## Task
Filter the entries below, copying every line that contains the word "water". Matching is case-sensitive.

## Provided data
***

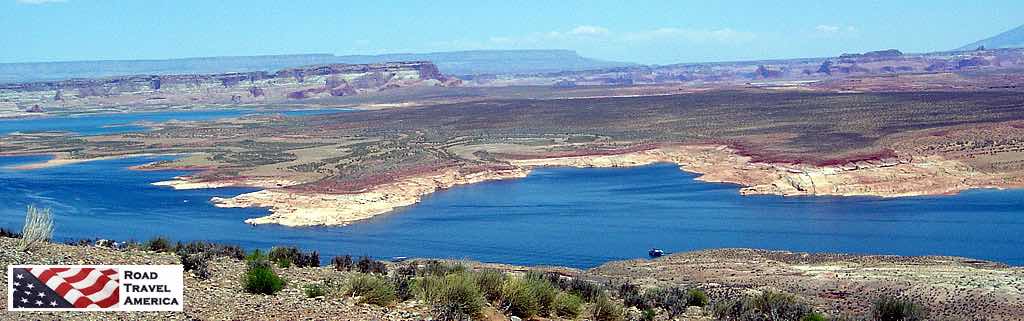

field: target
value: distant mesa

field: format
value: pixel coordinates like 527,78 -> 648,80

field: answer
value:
0,62 -> 462,108
839,49 -> 903,61
956,26 -> 1024,51
0,50 -> 636,83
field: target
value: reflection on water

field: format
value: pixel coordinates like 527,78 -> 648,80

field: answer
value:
0,157 -> 1024,268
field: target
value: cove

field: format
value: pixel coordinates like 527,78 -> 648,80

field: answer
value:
0,156 -> 1024,268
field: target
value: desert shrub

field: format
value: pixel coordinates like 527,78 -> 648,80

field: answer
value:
267,246 -> 319,268
640,309 -> 657,321
331,255 -> 353,271
751,291 -> 811,320
475,270 -> 505,302
500,278 -> 541,319
618,282 -> 654,310
302,283 -> 327,297
18,205 -> 53,251
174,241 -> 246,259
178,252 -> 213,280
525,275 -> 558,317
355,255 -> 387,274
420,272 -> 486,320
644,287 -> 689,317
552,292 -> 583,319
686,288 -> 708,308
591,295 -> 623,321
388,274 -> 416,302
713,291 -> 812,321
800,312 -> 828,321
0,228 -> 22,239
871,296 -> 928,321
345,275 -> 397,307
420,259 -> 468,276
560,278 -> 604,302
144,236 -> 174,252
394,264 -> 418,277
243,266 -> 285,294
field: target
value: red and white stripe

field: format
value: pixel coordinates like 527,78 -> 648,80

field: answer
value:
29,268 -> 120,309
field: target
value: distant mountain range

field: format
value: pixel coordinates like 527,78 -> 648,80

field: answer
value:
0,50 -> 635,83
957,26 -> 1024,50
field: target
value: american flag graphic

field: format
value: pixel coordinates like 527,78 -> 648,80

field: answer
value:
10,268 -> 120,309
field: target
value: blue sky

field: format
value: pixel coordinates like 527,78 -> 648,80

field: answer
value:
0,0 -> 1024,64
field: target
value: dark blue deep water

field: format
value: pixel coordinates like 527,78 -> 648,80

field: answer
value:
0,156 -> 1024,268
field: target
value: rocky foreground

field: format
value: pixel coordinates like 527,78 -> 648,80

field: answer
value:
0,238 -> 1024,321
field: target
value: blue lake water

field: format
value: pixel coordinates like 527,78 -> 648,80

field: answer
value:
0,156 -> 1024,268
0,109 -> 348,135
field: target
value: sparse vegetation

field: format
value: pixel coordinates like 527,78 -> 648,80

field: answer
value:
142,236 -> 174,252
267,246 -> 319,268
800,312 -> 828,321
331,255 -> 353,271
500,278 -> 541,319
302,283 -> 327,297
18,205 -> 53,251
713,290 -> 813,321
178,252 -> 213,280
243,265 -> 285,294
0,228 -> 22,239
344,274 -> 397,307
419,272 -> 486,320
552,292 -> 583,319
476,270 -> 505,300
591,295 -> 623,321
871,296 -> 928,321
355,255 -> 387,275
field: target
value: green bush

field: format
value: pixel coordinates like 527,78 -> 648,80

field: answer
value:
800,312 -> 828,321
591,295 -> 623,321
562,278 -> 604,302
267,246 -> 319,268
178,252 -> 213,280
475,270 -> 505,302
526,276 -> 558,317
302,283 -> 327,297
174,241 -> 246,259
500,278 -> 541,319
243,267 -> 285,294
686,288 -> 708,308
389,274 -> 416,302
871,296 -> 928,321
713,291 -> 812,321
420,259 -> 468,276
331,255 -> 354,271
345,275 -> 397,307
355,255 -> 387,274
552,292 -> 583,319
640,309 -> 657,321
0,228 -> 22,239
419,272 -> 486,320
144,236 -> 173,252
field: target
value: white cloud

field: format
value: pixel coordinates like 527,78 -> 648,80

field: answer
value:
567,26 -> 608,36
623,28 -> 757,44
15,0 -> 68,4
479,26 -> 756,46
814,25 -> 857,37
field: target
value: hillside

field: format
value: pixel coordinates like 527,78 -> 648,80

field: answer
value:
0,237 -> 1024,321
0,50 -> 633,83
957,25 -> 1024,50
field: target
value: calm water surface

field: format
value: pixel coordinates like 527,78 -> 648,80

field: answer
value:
0,156 -> 1024,268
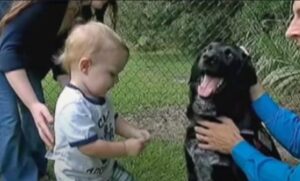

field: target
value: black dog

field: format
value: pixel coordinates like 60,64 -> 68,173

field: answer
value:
185,43 -> 280,181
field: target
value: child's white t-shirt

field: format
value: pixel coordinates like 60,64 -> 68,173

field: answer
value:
46,85 -> 116,181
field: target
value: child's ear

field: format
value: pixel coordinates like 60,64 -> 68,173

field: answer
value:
79,57 -> 92,74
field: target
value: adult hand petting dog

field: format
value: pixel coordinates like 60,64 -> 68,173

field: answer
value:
195,117 -> 244,154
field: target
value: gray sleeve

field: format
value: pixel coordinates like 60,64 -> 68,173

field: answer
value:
56,104 -> 98,147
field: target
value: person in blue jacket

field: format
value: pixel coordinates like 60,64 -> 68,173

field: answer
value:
195,1 -> 300,181
0,0 -> 116,181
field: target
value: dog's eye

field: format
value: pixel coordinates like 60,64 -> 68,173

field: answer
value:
224,49 -> 233,60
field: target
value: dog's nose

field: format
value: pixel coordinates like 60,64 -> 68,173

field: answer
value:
202,53 -> 216,65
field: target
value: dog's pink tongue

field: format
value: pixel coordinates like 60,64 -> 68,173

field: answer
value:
197,75 -> 220,97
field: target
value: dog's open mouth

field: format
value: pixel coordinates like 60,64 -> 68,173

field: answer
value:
197,74 -> 224,98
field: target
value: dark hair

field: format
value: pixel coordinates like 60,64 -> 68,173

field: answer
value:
0,0 -> 118,32
79,0 -> 118,30
0,0 -> 36,31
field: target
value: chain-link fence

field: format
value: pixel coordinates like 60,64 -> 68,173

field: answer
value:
44,0 -> 300,141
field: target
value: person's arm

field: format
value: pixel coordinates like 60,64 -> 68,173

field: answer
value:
79,139 -> 144,158
232,141 -> 300,181
5,69 -> 54,148
251,86 -> 300,157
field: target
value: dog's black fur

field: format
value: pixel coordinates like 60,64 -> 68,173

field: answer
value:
184,42 -> 280,181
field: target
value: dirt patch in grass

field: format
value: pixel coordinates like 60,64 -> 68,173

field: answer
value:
125,107 -> 189,141
125,107 -> 298,165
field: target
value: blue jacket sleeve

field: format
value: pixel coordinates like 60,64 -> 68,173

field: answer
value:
232,94 -> 300,181
232,141 -> 300,181
253,93 -> 300,157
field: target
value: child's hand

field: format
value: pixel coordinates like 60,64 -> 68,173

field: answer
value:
124,138 -> 145,156
135,129 -> 150,143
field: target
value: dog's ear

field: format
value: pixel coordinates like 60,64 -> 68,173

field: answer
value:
188,55 -> 201,84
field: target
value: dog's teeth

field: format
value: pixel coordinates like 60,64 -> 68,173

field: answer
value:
217,79 -> 223,88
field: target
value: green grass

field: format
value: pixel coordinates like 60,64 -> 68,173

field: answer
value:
121,140 -> 186,181
48,140 -> 186,181
43,52 -> 191,181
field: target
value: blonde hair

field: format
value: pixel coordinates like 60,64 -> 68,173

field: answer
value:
58,21 -> 129,73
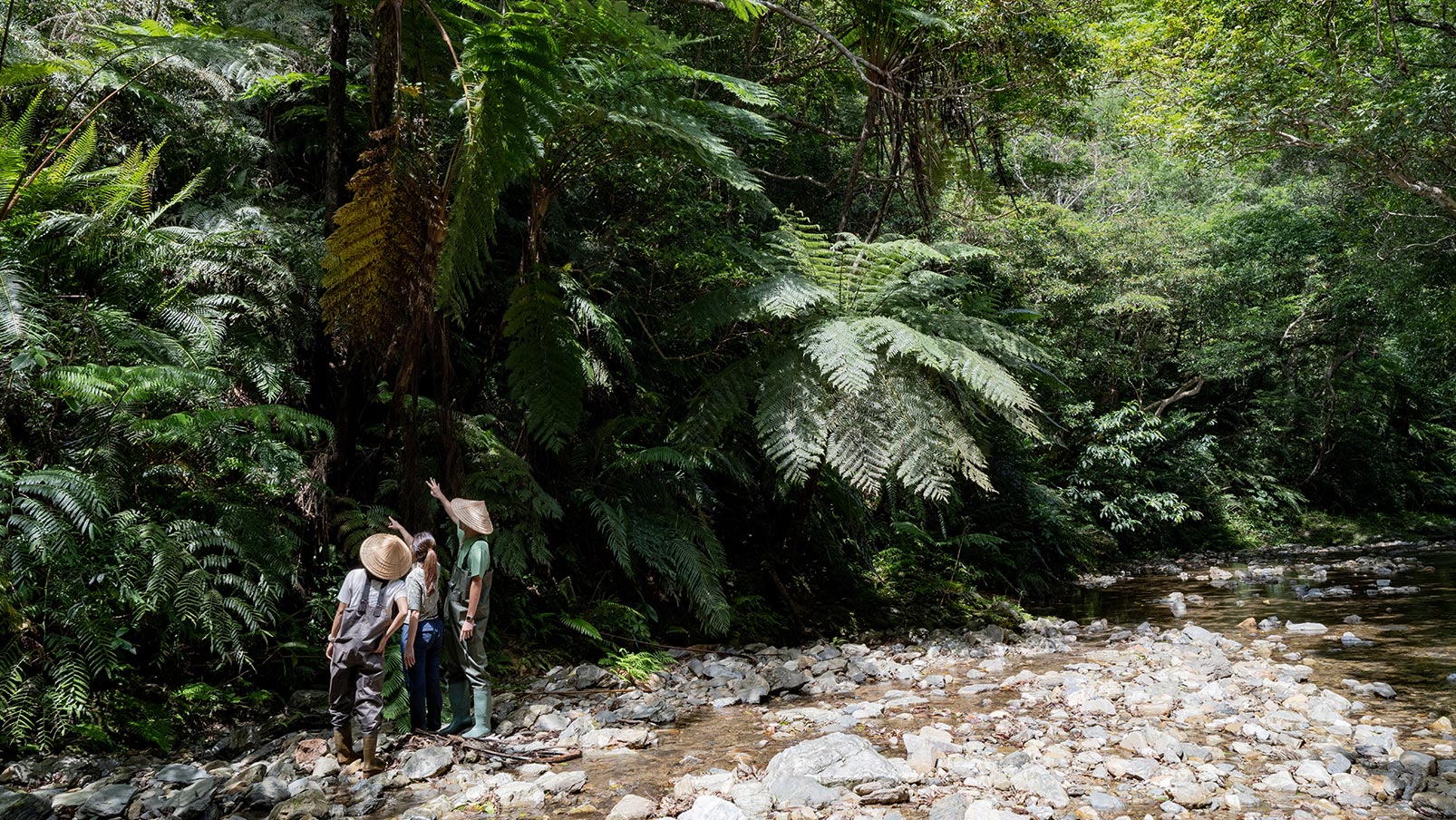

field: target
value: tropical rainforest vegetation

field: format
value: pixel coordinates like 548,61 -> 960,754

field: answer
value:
0,0 -> 1456,748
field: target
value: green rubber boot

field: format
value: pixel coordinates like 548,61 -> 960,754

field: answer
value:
440,680 -> 473,734
460,683 -> 490,737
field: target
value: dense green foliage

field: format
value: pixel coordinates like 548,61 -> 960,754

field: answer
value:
0,0 -> 1456,748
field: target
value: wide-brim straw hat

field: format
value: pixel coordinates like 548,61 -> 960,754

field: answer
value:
450,498 -> 495,536
360,533 -> 415,581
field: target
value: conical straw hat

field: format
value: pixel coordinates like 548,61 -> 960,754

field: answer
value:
360,533 -> 415,581
450,498 -> 495,536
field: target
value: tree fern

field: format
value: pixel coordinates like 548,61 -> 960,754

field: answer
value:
504,279 -> 587,450
0,105 -> 329,748
687,214 -> 1040,501
320,134 -> 444,361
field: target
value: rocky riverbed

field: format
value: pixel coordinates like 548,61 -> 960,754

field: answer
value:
0,548 -> 1456,820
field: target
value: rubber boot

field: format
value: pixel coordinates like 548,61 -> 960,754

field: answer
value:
440,680 -> 475,734
460,683 -> 490,737
363,734 -> 384,777
334,728 -> 360,766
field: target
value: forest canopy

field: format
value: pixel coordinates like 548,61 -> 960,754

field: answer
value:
0,0 -> 1456,748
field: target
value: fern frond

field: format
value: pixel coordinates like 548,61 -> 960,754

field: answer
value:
754,351 -> 834,485
504,279 -> 587,452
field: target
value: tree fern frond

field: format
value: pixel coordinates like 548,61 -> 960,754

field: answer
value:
754,351 -> 834,485
800,319 -> 875,394
668,358 -> 762,450
504,279 -> 587,452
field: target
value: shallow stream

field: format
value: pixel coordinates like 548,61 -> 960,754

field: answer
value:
1048,542 -> 1456,719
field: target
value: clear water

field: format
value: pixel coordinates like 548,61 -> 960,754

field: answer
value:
1029,542 -> 1456,719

***

## Reply to the task
value: reflection on water
value: dark blue deep water
value: blue lake water
value: calm water surface
value: clear water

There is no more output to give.